| Written task |
Which lines in the listing below contain the word "please"? Copy each of those lines, treating uppercase and lowercase as different.

| Recorded information |
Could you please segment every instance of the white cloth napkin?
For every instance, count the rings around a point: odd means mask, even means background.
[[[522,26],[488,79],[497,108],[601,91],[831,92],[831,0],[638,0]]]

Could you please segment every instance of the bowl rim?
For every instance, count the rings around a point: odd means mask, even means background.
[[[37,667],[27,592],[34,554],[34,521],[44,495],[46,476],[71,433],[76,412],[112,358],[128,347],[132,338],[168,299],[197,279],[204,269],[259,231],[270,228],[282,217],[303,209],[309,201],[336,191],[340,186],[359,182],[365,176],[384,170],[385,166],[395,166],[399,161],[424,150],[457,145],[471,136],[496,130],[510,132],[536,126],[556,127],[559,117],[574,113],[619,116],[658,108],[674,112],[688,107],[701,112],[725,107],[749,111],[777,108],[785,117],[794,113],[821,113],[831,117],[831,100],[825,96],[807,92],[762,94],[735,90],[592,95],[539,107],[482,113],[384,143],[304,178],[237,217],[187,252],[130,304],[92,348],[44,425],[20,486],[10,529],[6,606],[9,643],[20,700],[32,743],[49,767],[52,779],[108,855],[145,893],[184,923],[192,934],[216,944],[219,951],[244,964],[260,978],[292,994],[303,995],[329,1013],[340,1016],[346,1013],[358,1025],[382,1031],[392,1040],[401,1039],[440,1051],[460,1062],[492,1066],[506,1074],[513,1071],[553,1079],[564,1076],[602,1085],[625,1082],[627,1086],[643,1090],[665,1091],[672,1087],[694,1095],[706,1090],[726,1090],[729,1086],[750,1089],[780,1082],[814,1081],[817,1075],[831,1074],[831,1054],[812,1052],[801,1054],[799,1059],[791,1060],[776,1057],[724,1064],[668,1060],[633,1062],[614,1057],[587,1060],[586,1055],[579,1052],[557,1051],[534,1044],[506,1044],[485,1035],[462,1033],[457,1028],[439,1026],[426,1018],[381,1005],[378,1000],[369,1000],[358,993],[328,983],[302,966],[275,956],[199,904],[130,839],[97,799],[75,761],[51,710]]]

--

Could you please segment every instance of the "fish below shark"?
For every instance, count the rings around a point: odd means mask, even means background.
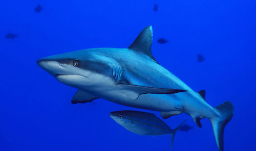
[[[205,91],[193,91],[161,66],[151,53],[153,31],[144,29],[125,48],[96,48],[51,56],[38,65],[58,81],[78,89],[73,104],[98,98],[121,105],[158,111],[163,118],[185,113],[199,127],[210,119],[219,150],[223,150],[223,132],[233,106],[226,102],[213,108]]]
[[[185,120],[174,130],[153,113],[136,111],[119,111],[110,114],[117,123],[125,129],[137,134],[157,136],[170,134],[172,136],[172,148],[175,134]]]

--

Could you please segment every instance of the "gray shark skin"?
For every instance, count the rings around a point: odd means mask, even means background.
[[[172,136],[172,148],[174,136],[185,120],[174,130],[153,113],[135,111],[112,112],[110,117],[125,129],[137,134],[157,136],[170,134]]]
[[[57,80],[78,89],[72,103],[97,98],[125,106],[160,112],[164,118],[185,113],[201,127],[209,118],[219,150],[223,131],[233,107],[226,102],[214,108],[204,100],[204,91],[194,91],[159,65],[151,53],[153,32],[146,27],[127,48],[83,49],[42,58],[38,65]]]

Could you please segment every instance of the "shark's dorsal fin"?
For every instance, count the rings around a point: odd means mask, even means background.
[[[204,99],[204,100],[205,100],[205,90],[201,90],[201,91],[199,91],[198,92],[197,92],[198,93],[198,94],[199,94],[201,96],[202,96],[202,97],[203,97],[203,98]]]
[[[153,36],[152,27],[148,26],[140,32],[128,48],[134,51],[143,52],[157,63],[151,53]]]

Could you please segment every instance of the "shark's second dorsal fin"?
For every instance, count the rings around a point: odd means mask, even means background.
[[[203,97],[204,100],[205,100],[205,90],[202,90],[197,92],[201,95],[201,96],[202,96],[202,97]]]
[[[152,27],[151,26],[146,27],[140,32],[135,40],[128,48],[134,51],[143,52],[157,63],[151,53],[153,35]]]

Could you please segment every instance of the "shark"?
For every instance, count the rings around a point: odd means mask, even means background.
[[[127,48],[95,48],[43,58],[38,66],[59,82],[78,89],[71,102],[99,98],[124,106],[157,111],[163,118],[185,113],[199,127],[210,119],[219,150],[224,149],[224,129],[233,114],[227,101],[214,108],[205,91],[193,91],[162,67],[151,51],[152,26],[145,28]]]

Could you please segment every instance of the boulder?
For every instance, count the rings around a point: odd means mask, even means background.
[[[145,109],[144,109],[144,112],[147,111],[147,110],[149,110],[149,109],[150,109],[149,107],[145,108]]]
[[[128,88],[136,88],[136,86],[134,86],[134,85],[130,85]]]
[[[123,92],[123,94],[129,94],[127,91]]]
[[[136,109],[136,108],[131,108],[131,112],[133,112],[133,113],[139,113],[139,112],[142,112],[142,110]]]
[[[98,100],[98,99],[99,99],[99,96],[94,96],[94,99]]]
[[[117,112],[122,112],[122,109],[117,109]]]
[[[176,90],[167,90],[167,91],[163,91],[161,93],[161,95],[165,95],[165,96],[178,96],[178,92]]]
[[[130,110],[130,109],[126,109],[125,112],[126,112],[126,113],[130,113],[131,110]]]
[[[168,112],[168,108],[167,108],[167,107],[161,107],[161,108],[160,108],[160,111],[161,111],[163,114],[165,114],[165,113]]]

| Final answer |
Could you please segment every instance of the white cloth napkin?
Could you please segment every instance of the bowl rim?
Could you please segment every instance of the "fish below shark"?
Could you please segment every instance of the "gray shark skin"?
Could you please segment every instance of the "shark's dorsal fin"?
Could you please segment every instance of the "shark's second dorsal fin"?
Could you please segment every instance of the "shark"?
Could you please segment every instance of the boulder?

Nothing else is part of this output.